Logo

3. Hukuk Dairesi2021/6365 E. 2021/12905 K.

Yapay Zeka Özeti

Uyuşmazlık: Davacının fazla mesai ücreti alacağı talebiyle açtığı davada, mahkemenin kısmi kabul kararı vermesi üzerine yapılan temyiz başvurusunda, ıslah dilekçesinin niteliği ve davalı şirket lehine vekalet ücretine hükmedilmesinin doğru olup olmadığı hususunda uyuşmazlık bulunmaktadır.

Gerekçe ve Sonuç: Davacının fazla mesai alacağının belirli hale gelmesinden sonra verdiği ıslah dilekçesinin ikinci ıslah dilekçesi olarak değerlendirilmesinin hatalı olduğu, ayrıca kesinleşmiş bir kararda davalı şirket lehine vekalet ücretine hükmedilmişken, bozma sonrası yapılan yargılamada tekrar davalı şirket lehine vekalet ücretine hükmedilmesinin davacının usuli kazanılmış hakkını ihlal ettiği gözetilerek yerel mahkeme kararının bozulmasına karar verilmiştir.

Karar Metni

"İçtihat Metni"

MAHKEMESİ :ASLİYE HUKUK MAHKEMESİ

Taraflar arasındaki alacak davasının mahkemece yapılan yargılaması sonucunda, davanın kısmen kabulüne yönelik olarak verilen hükmün, süresi içinde davacı ve davalılardan ... ve ... vekili tarafından temyiz edilmesi üzerine; temyiz dilekçelerinin kabulüne karar verildikten sonra, dosya içerisindeki kağıtlar okunup gereği düşünüldü:

Y A R G I T A Y K A R A R I

Davacı; ücreti davalı ... İnş. Tic. ve San. Ltd. Şti tarafından ödenmekle birlikte mülkiyeti bu şirkete ait olan ve diğer davalılar tarafından kullanılan villa tipi taşınmazda 01/05/2004 tarihinden itibaren çalışmaya başladığını, buradaki yemek, temizlik, çamaşır, bulaşık, ütü, alışveriş gibi tüm işleri yaptığını, iş akdinin haksız ve nedensiz olarak 10/05/2011 günü feshedildiğini, haftanın 6 günü çoğu zaman pazar günleri de dahil olmak üzere 08.00-22:00 saatleri arasında çalıştığını, aynı bahçe içinde oturduğundan bazen gece saatleri dahi davalılara hizmet verdiğini, fazla mesaisinin ödenmediğini, yıllık izinlerini kullanmadığını, tüm milli bayramlarda çalıştığını ve asgari geçim indirimi ödemesini de almadığını ileri sürerek; fazlaya ilişkin hakları saklı kalmak kaydıyla, 100 TL kıdem tazminatı, 100 TL ihbar tazminatı, 100 TL hafta sonu çalışma, 100 TL milli bayram çalışma, 100 TL fazla çalışma ücreti, 100 TL yıllık izin ücreti ve 100 TL asgari geçim indirimi olmak üzere toplam 700 TL alacağın kıdem tazminatına akdin feshi tarihinden, diğer alacaklar için ihtarnameye göre temerrüt tarihinden itibaren işleyecek en yüksek banka mevduat faizi ile birlikte davalılardan tahsilini istemiş; 12/05/2014 tarihli ıslah dilekçesi ile talebini asgari geçim indirimi 2.101,82 TL'ye, ihbar tazminatı için 371.70 TL’ye, 18/04/2017 tarihli ıslah dilekçesi ile de fazla mesai alacağına ilişkin talebini 32.697,10 TL’ye artırmıştır.

Kaynaktan Alıntı:
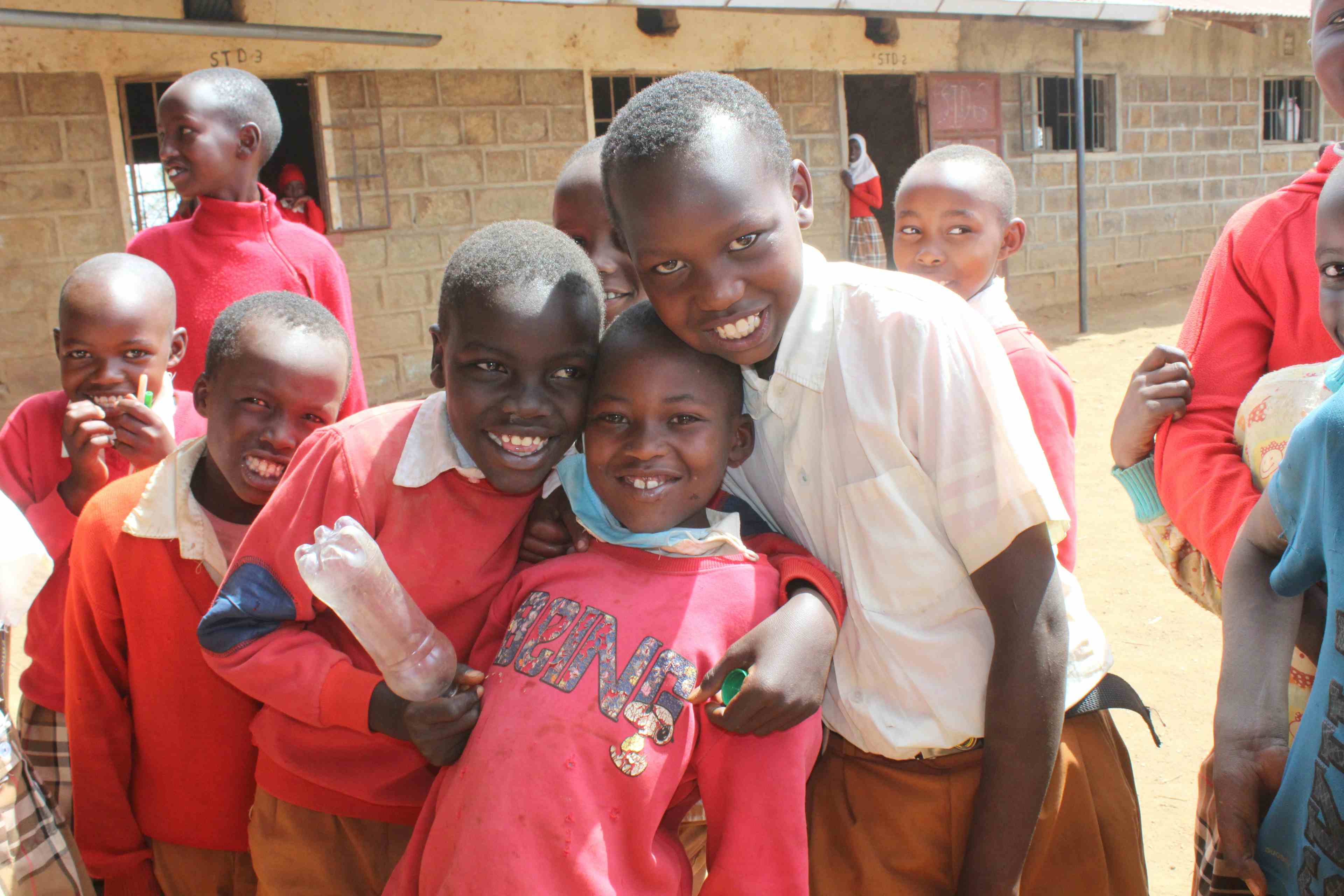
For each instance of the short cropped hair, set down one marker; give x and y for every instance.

Verilen Görevler:
(1) Fazla mesai alacağına ilişkin Yargıtay kararında "3. Hukuk Dairesi2021/6365" ile "bozulmasına karar verilmiştir." arasındaki bölümü, iki ifade de dahil olmak üzere birebir yeniden yazın.
(2) Fazla mesai alacağına ilişkin Yargıtay kararını, gösterilen son cümlenin ardından devam ettirerek yazın.

Verilen Yanıtlar:
(1)
3. Hukuk Dairesi2021/6365 E. 2021/12905 K.

Yapay Zeka Özeti

Uyuşmazlık: Davacının fazla mesai ücreti alacağı talebiyle açtığı davada, mahkemenin kısmi kabul kararı vermesi üzerine yapılan temyiz başvurusunda, ıslah dilekçesinin niteliği ve davalı şirket lehine vekalet ücretine hükmedilmesinin doğru olup olmadığı hususunda uyuşmazlık bulunmaktadır.

Gerekçe ve Sonuç: Davacının fazla mesai alacağının belirli hale gelmesinden sonra verdiği ıslah dilekçesinin ikinci ıslah dilekçesi olarak değerlendirilmesinin hatalı olduğu, ayrıca kesinleşmiş bir kararda davalı şirket lehine vekalet ücretine hükmedilmişken, bozma sonrası yapılan yargılamada tekrar davalı şirket lehine vekalet ücretine hükmedilmesinin davacının usuli kazanılmış hakkını ihlal ettiği gözetilerek yerel mahkeme kararının bozulmasına karar verilmiştir.

(2)
Davalılar, davanın reddini istemişlerdir.

Mahkemece, davalı şirket aleyhine açılan davanın husumet nedeniyle reddine, ıslah talebi de gözetilerek davalılar ... ve ... aleyhine açılan davanın kısmen kabulü ile 371,70 TL ihbar tazminatı ve 2.101,82 TL asgari geçim indirimi alacağının 100 TL sinin 20/08/2011 tarihinden, 271,70 TL ihbar tazminatı ve 2.001,82 TL asgari geçim indirimi alacağının 12/05/2014 ıslah tarihinden itibaren işleyecek yasal faizi ile birlikte davalılardan

tahsiline dair verilen karar, davacı ve davalılardan ... ve ... vekilleri tarafından temyizi üzerine, Yargıtay (Kapatılan) 13. Hukuk Dairesinin 13/06/2016 tarihli ve 2016/10179 E. 2016/14907 K. sayılı kararıyla; mahkemece dinlenen tanıklardan davacının fazla mesai yaptığının anlaşıldığı, dosyadaki tüm tanık beyanları ve deliller değerlendirilerek hak edilen fazla çalışma ücretinin hesaplanması için bilirkişi raporu alınması gerektiği gerekçesi ile bozulmuştur.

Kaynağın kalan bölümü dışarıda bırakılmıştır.